| Text block |
____
Tuesday 6 March 2018

The singer named Prince (Jan 24/18)


Colour my world, just don’t use ‘Caliente’

                        by Robert LaFrance

            I have to say it: I’m all excited about a new colour that the paint company Pantone has come up with. In the company’s announcement it referred to ‘Ultra-Violet’ as its Colour of the Year pick for 2018.
            Of course they called it their ‘Color of the Year’ pick because they’re an American company and had to spell the word ‘colour’ incorrectly, but we all get the point. As I said, exciting news.
            Remember the singer Prince? Of course we all do, but I’ll be blessed if I can remember two songs he made famous. The reason I mention him is that purple or perhaps ultra violet was his ‘signature colour’, whatever that might mean.
            My purpose in mentioning this is to point out that there are now officially 2,344,722 paint colours in the world. Flug can prove this because his wife Zelda looked over every one of them because deciding on ‘peach’ for their living room walls.
____
[Stored items from a collection]
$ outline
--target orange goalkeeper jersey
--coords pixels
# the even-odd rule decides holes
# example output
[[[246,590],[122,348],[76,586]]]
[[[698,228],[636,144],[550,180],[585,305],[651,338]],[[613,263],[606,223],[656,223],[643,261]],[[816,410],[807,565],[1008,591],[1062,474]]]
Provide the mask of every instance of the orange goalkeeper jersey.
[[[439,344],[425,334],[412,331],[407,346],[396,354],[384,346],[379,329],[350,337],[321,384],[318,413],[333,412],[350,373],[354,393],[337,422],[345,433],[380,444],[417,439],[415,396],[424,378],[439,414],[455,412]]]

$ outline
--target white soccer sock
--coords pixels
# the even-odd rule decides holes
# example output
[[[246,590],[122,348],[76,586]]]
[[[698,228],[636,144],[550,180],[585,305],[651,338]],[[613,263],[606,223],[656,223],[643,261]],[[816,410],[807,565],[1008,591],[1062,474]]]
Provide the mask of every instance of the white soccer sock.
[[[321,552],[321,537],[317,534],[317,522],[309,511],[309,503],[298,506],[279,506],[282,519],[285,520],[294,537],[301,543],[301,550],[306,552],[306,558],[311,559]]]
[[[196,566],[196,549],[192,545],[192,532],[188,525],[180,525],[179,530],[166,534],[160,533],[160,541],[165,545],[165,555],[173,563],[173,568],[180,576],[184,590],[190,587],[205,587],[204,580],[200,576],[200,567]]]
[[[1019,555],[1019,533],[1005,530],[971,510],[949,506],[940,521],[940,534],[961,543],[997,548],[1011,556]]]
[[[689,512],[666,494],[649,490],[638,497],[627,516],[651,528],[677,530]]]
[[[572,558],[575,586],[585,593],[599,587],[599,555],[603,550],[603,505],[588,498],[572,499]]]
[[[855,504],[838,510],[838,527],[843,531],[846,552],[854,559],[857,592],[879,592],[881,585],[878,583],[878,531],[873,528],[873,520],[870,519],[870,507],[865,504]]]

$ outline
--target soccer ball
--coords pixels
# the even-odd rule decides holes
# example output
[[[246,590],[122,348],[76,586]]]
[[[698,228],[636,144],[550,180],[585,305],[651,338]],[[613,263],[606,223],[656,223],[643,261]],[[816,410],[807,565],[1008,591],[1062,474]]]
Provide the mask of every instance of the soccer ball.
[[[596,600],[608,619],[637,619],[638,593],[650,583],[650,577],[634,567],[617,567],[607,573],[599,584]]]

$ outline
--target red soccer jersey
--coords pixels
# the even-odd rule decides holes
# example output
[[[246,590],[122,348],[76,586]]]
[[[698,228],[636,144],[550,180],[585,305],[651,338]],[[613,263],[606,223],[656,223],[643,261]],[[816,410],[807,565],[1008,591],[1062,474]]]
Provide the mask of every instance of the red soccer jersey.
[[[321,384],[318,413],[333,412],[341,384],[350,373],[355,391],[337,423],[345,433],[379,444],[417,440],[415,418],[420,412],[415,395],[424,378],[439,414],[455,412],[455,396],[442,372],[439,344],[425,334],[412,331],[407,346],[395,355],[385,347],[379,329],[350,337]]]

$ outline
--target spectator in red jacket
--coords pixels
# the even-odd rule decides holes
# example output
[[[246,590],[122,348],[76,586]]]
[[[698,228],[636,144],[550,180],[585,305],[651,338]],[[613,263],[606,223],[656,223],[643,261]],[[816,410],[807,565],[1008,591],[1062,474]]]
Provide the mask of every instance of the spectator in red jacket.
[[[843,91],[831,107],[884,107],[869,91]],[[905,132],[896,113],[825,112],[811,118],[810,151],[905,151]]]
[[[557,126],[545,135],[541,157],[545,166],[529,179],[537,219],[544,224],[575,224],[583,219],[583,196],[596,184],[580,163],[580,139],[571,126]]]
____
| Work to do |
1. Answer these questions using the column on the new paint colour.
(a) Which paint company announced a Colour of the Year?
(b) For which year was 'Ultra-Violet' chosen?
(c) How many paint colours does the column say now officially exist in the world?
2. In the column on the new paint colour, copy the passage starting with "Remember the singer" and going on through "that might mean.".

| Answers for this exercise |
1.
(a) Pantone
(b) 2018
(c) 2,344,722

2.
Remember the singer Prince? Of course we all do, but I’ll be blessed if I can remember two songs he made famous. The reason I mention him is that purple or perhaps ultra violet was his ‘signature colour’, whatever that might mean.